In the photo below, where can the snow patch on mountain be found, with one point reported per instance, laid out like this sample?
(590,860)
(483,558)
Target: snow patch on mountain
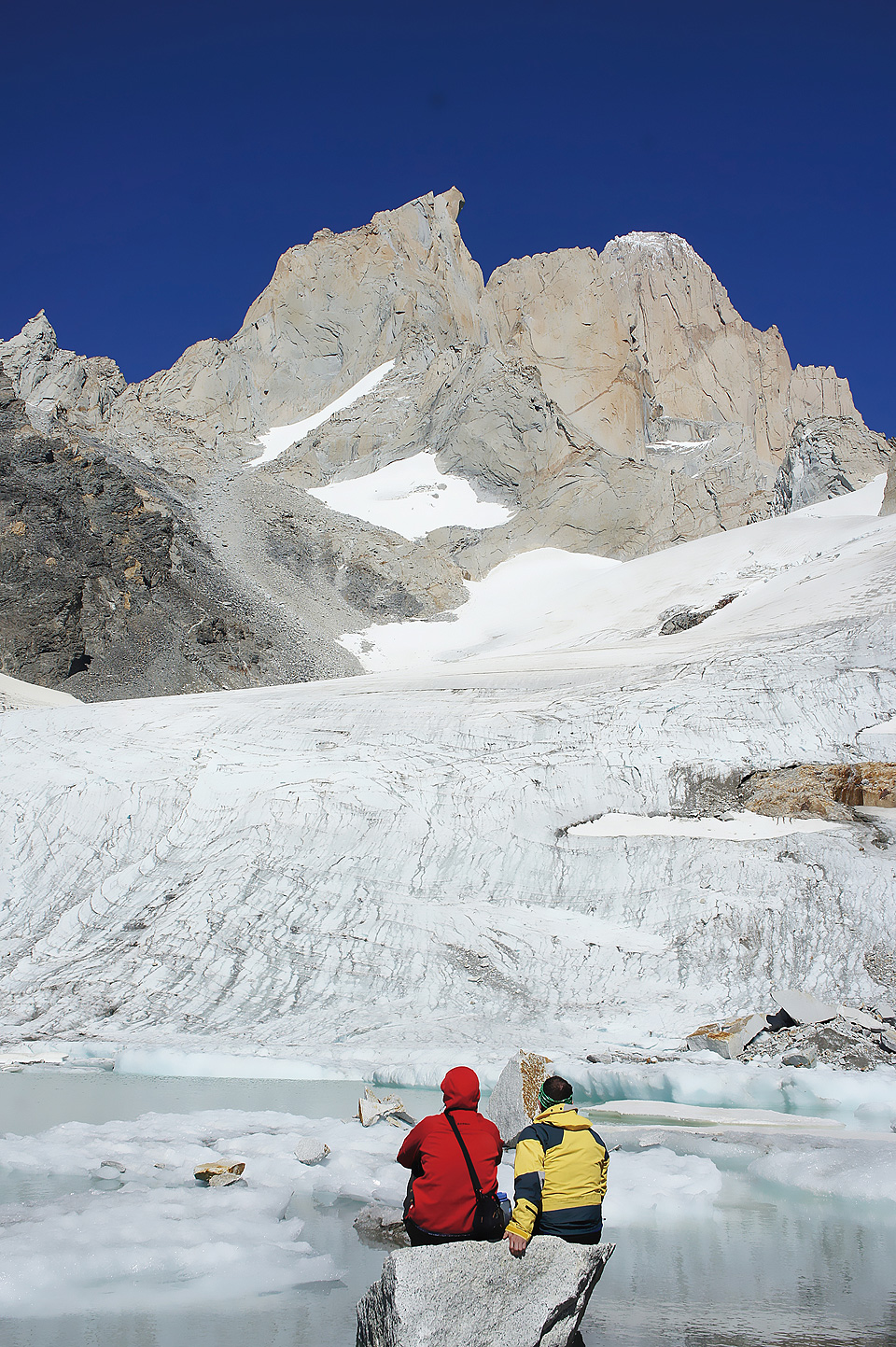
(807,568)
(283,437)
(412,498)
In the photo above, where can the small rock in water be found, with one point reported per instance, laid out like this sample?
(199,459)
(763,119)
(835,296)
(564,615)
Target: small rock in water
(382,1226)
(389,1107)
(513,1102)
(476,1295)
(220,1173)
(805,1008)
(312,1152)
(728,1037)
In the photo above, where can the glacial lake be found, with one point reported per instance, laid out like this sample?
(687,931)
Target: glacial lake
(758,1265)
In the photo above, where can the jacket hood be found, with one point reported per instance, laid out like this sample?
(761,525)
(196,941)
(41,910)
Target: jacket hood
(561,1115)
(461,1088)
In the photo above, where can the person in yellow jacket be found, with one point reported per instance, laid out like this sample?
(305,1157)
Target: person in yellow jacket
(565,1148)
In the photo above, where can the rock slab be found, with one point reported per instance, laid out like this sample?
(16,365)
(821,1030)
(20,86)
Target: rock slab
(804,1008)
(476,1295)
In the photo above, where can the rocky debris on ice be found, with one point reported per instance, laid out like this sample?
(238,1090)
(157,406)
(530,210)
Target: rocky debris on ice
(513,1101)
(33,1059)
(726,1037)
(220,1173)
(371,1109)
(312,1152)
(382,1226)
(829,791)
(682,619)
(801,1032)
(473,1294)
(807,1031)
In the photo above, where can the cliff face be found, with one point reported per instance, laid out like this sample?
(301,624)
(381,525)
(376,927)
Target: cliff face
(641,348)
(610,403)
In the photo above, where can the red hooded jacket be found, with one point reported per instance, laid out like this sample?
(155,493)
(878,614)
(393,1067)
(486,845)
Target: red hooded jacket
(443,1200)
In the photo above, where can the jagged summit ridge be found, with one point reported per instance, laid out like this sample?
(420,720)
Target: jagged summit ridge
(612,403)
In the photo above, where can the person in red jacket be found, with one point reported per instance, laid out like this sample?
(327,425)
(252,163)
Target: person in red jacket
(440,1203)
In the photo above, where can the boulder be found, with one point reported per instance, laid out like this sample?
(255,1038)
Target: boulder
(805,1008)
(513,1102)
(728,1037)
(382,1226)
(218,1173)
(474,1295)
(312,1152)
(799,1058)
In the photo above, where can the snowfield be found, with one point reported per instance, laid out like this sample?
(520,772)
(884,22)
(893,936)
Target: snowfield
(412,498)
(385,875)
(283,437)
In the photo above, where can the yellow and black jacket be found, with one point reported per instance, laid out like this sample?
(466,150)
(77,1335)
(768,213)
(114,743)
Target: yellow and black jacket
(565,1148)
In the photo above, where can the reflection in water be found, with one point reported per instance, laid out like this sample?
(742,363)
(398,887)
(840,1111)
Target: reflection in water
(789,1271)
(764,1274)
(762,1268)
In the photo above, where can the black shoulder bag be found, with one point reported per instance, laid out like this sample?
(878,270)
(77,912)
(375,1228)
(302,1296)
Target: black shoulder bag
(488,1216)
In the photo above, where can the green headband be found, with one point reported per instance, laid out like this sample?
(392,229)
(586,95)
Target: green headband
(546,1102)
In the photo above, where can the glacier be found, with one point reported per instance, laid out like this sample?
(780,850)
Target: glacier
(382,873)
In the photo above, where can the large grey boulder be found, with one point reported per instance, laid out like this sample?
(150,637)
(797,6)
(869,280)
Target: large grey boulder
(477,1295)
(802,1006)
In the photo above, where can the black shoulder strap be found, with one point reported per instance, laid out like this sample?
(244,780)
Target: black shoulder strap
(467,1156)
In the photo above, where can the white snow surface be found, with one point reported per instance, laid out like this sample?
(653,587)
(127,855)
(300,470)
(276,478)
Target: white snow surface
(804,568)
(412,498)
(15,694)
(283,437)
(740,826)
(376,875)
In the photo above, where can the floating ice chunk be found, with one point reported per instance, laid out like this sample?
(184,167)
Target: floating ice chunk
(282,437)
(740,1085)
(412,498)
(658,1185)
(145,1249)
(861,1172)
(698,1115)
(167,1061)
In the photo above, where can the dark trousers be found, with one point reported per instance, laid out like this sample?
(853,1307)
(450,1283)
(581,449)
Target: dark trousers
(425,1237)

----------------------------------------

- _Exercise_: Transcribe every record above exactly, leaving out the pictures.

- _Worked solution_:
In the photo below, where can the snow patch on mountain be found, with one point reported per instance, laid out like this sample?
(590,860)
(483,558)
Target: snow patch on mountain
(807,568)
(283,437)
(412,498)
In the photo above, where can the small rock in water be found, with one point reported per instance, laid out like this sample?
(199,459)
(763,119)
(835,296)
(564,615)
Target: small rock in water
(382,1226)
(389,1107)
(513,1102)
(476,1295)
(220,1173)
(805,1008)
(312,1152)
(728,1037)
In the photo above, where can the glacial lake be found, with one point reported per instance, laid out like this sample?
(687,931)
Target: glacial lake
(758,1265)
In the photo above, where can the jacket hood be found, with one point reported per instance, laid out like this sample?
(761,525)
(196,941)
(41,910)
Target: jacket hood
(561,1115)
(461,1088)
In the photo above, where can the person in yellow jacket be found, with one point reported per instance, laid out like this sample?
(305,1157)
Target: person in yellow jacket
(565,1148)
In the photo above, where can the rock slab be found, with one point reported per instance, laid out like this sample?
(16,365)
(821,1030)
(20,86)
Target: rock slab
(804,1008)
(476,1295)
In the photo above, where can the rocky debris on ice be found, with one point reported per instance, laid out like this sample?
(238,1090)
(157,406)
(530,210)
Target: rocky debris on ice
(513,1101)
(33,1059)
(726,1037)
(220,1173)
(371,1109)
(312,1152)
(382,1226)
(829,791)
(682,619)
(801,1032)
(473,1294)
(807,1031)
In the photo above, where can the cliff face be found, with one point reported per instance, laid out like this sample?
(301,624)
(381,525)
(376,927)
Target: cliff face
(641,348)
(610,403)
In the photo above, where can the red hooded jacket be found, with one point reported per instance, laid out like this sample?
(155,493)
(878,614)
(393,1067)
(486,845)
Target: red hooded jacket
(443,1200)
In the photo above, where can the jagged summit ridge be found, with one point reported per instance, laid out like this sample?
(420,720)
Target: jagged summit ridge
(612,403)
In the photo above, where can the person in red jacket be found, with one point reported per instance, laid out like this sample?
(327,425)
(252,163)
Target: person in red jacket
(440,1203)
In the photo above, where can the boulder be found, with one point reported per instance, laid out like this sample?
(255,1038)
Target: boulder
(805,1008)
(513,1102)
(728,1037)
(382,1226)
(218,1173)
(474,1295)
(312,1152)
(799,1058)
In the photo above, where can the snowfield be found, with one point reported per instance, laid out like this sample?
(520,772)
(884,22)
(893,936)
Target: snowfield
(412,498)
(385,875)
(283,437)
In the photo above, where can the yellow and black jacket be found, with one point reported per instance, laid out like this sample?
(466,150)
(77,1335)
(768,213)
(114,743)
Target: yellow and black jacket
(565,1148)
In the photo above, where can the reflection in water be found, with one point reported per instance, laid out like this sample?
(742,363)
(398,887)
(840,1111)
Target: reflection in water
(789,1271)
(764,1274)
(762,1268)
In the photo above, where can the black shoulder bag be found, with one point reported per instance, laid out like this sample?
(878,270)
(77,912)
(375,1228)
(302,1296)
Target: black shoulder bag
(488,1216)
In the photo above, where can the green headband be found, with one point reported per instance, laid out like this sample?
(392,229)
(586,95)
Target: green headband
(546,1102)
In the photo above, where can the glacier be found, with one point reported per instance, laid out like this sample?
(780,850)
Target: glacier
(382,873)
In the photo above, where can the large grey boulder be found, with one point reported per instance, laid out like this sample?
(150,637)
(797,6)
(869,280)
Target: large grey boulder
(477,1295)
(802,1006)
In the photo above, where can the black shoulder strap be found, with one point reported per instance, laid out like this sample?
(244,780)
Target: black shoulder strap
(467,1156)
In the photo above, where can the white snow surface be found, with one point reported per instance, laid out like this sample?
(653,587)
(127,855)
(300,470)
(276,478)
Target: white snow surface
(804,568)
(412,498)
(15,694)
(283,437)
(740,826)
(376,875)
In the photo above, where can the floating ice chunk be found, with one point reported per instance, laid out like this sample?
(184,167)
Target: floating ice chunk
(282,437)
(740,1085)
(412,498)
(658,1185)
(145,1249)
(861,1172)
(698,1115)
(167,1061)
In the photo above, where can the dark trousers be found, with one point reported per instance, laid out like this sample?
(853,1307)
(450,1283)
(581,449)
Target: dark trousers
(425,1237)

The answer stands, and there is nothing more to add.